## [Source]
* * * *

Last year, vice-chair of the United Nations anti-racism committee, Gay McDougall, stated that China had turned East Turkestan (also known as the Xinjiang Uyghur Autonomous Region) into “something resembling a massive internment camp, shrouded in secrecy, a sort of no-rights zone.” Since then, Beijing has invariably rejected the claims and maintained the absurd view that criticism is “western-driven” and “politically-motivated.”
McDougall is a lawyer with a distinguished career combatting human rights violations and racial discrimination worldwide, including in the global campaign to end Apartheid in South Africa. In her intervention, she cited the number of interned Uyghurs and other Turkic peoples as approximately one million.
She also registered concern about a further two million subjected to “‘re-education camps’ for political and cultural indoctrination.” She added Uyghurs were “being treated as enemies of the state based on nothing more than their ethno-religious identity.”
This was the first time that the mass-internment camps had been raised anywhere in a U.N. forum. The comments from an independent and U.N.-appointed expert were a sharp rebuke for China’s policies and a blow to its international credentials.

* * * *

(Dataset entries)
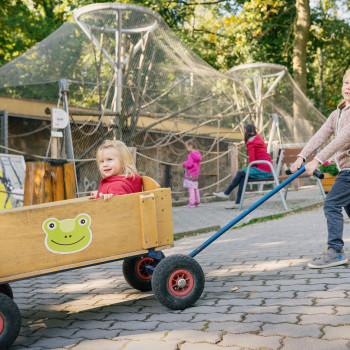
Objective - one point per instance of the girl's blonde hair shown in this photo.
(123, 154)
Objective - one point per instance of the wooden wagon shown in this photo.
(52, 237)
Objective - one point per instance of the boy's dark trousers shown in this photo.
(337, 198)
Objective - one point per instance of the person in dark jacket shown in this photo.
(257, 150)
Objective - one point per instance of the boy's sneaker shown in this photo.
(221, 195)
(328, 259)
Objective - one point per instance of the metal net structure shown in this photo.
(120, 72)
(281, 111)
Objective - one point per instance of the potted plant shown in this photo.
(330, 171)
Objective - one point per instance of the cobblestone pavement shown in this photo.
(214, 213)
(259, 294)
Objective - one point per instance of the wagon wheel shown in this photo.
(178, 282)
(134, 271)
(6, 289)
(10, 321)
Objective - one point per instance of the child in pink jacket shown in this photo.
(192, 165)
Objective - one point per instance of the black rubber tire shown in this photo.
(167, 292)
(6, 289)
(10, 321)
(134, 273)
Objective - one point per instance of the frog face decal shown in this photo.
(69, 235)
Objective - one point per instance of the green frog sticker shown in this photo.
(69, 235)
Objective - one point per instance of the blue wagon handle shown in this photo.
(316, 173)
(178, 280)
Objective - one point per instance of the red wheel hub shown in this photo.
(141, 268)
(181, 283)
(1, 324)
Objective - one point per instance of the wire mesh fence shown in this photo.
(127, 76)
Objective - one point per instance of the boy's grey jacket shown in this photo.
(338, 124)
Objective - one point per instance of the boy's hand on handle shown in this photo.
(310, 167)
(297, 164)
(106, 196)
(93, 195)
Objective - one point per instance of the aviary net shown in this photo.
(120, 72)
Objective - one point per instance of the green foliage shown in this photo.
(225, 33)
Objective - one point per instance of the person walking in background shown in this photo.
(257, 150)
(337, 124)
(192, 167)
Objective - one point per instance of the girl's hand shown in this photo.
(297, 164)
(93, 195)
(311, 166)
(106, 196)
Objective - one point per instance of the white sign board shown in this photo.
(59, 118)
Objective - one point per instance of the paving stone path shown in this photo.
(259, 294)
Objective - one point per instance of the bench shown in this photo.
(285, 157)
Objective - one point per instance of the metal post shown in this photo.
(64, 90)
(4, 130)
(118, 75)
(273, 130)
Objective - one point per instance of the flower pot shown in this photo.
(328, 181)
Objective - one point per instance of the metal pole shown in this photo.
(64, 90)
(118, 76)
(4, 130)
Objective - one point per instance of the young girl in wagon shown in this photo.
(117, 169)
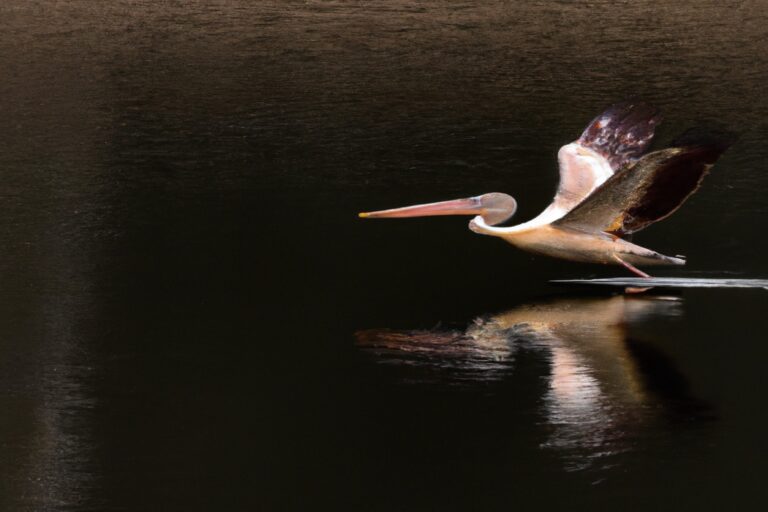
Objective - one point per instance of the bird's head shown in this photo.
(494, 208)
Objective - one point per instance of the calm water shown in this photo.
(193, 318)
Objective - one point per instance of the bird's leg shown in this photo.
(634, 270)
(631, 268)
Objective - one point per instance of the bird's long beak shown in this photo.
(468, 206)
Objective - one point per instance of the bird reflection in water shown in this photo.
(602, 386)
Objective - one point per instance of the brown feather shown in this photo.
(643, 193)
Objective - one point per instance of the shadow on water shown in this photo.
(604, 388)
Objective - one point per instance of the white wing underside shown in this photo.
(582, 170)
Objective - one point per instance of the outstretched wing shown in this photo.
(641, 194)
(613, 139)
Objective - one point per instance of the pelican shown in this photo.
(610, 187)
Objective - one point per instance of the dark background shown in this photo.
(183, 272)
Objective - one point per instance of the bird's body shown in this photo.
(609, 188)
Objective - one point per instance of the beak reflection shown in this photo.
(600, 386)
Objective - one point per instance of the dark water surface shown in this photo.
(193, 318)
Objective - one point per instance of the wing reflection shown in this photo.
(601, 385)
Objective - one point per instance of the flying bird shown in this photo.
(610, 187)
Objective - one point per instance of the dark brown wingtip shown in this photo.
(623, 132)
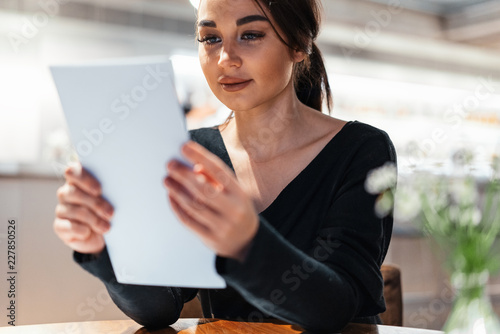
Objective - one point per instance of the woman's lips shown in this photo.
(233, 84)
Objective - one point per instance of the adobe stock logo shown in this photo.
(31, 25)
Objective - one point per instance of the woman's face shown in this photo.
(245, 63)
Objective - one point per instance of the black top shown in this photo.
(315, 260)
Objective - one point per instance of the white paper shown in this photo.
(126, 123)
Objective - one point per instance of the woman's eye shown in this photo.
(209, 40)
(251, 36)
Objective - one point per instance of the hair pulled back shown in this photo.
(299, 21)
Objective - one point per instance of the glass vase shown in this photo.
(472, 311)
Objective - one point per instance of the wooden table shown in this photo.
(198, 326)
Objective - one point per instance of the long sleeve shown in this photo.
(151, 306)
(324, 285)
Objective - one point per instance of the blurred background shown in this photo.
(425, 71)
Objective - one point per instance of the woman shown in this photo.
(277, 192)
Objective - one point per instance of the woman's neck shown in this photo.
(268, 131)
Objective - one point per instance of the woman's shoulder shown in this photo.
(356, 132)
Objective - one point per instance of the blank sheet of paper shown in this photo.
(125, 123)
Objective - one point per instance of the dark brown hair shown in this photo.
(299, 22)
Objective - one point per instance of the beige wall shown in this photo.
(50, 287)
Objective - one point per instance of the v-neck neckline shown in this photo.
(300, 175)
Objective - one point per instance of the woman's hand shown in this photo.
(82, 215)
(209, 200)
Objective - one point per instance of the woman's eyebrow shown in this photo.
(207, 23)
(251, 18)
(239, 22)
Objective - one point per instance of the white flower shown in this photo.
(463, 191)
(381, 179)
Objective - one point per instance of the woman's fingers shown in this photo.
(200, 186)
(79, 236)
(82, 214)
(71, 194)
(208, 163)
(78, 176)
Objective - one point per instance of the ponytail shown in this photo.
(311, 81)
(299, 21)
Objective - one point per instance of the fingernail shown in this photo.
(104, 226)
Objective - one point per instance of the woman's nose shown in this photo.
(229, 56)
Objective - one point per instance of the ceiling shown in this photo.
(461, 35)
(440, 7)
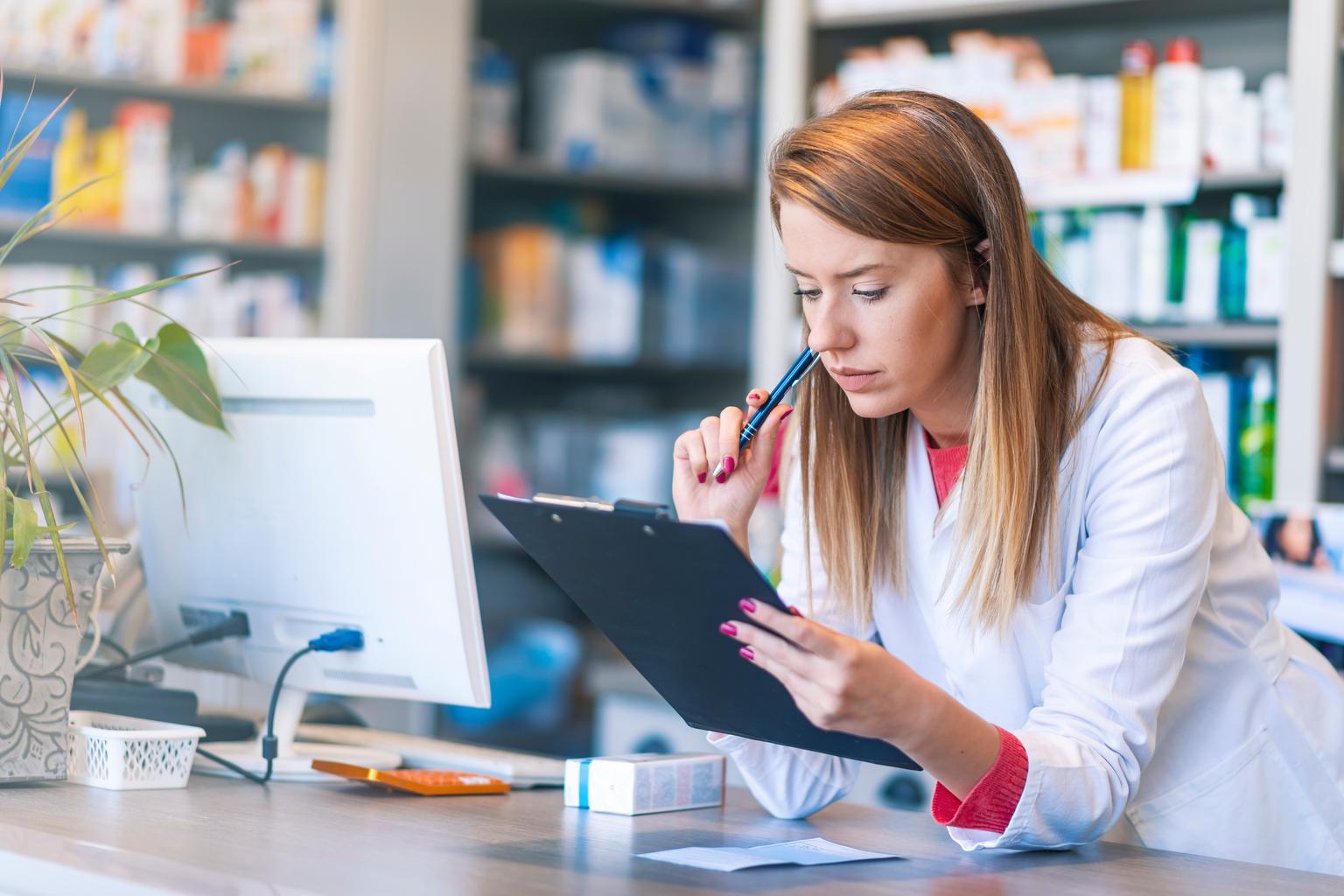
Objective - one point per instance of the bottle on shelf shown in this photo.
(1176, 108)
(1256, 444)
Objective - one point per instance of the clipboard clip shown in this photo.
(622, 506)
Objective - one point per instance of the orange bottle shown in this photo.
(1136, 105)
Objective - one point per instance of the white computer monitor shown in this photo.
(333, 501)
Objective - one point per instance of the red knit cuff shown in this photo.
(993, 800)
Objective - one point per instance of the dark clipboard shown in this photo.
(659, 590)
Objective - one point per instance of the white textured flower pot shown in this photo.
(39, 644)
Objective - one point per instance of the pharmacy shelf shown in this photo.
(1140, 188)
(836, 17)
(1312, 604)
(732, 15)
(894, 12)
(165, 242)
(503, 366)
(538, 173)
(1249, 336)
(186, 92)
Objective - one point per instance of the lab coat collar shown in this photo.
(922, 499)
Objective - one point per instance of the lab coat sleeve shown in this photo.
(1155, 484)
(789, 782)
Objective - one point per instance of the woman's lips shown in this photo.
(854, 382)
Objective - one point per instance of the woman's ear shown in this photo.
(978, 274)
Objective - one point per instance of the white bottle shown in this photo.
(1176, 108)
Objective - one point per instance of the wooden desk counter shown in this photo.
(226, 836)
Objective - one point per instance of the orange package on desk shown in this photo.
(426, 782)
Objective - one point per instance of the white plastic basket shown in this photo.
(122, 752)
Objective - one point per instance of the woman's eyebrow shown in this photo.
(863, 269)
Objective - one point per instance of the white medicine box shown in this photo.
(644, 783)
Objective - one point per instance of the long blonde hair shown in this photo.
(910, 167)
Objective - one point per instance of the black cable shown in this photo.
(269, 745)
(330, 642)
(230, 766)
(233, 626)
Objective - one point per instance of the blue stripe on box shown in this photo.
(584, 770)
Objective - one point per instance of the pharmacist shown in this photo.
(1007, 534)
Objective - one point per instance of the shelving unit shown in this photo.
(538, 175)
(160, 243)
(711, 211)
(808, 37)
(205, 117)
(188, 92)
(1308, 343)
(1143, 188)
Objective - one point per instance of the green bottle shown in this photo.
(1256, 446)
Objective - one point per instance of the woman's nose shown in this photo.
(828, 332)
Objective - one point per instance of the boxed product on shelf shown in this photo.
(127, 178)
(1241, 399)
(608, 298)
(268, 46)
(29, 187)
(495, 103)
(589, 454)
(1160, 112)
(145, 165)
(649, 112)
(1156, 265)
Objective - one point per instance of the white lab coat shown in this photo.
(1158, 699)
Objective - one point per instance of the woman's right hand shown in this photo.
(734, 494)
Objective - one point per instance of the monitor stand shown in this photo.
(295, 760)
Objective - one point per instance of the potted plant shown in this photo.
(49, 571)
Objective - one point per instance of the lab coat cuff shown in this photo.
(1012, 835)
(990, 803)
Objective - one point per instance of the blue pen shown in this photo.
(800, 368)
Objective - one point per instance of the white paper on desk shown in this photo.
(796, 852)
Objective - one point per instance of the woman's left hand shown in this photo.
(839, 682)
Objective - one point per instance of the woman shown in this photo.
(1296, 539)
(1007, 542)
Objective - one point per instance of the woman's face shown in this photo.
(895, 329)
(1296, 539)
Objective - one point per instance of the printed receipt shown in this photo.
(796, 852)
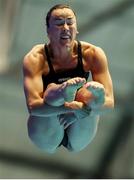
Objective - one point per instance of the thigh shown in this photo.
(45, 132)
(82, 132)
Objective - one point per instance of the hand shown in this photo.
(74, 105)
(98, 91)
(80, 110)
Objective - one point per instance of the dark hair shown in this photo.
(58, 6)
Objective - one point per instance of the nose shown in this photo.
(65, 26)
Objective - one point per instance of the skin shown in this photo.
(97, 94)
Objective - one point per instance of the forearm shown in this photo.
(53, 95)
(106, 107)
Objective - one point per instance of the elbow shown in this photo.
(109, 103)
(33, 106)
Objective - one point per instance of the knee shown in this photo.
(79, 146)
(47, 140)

* * * *

## [The tasks]
• a. According to the article on the Xinjiang internment camps, how many interned Uyghurs and other Turkic peoples did McDougall cite?
• b. Count the lines in the records that contain the string "background", treating uppercase and lowercase as distinct, and reply with only the number.

## [Results for the exercise]
• a. Approximately one million.

• b. 3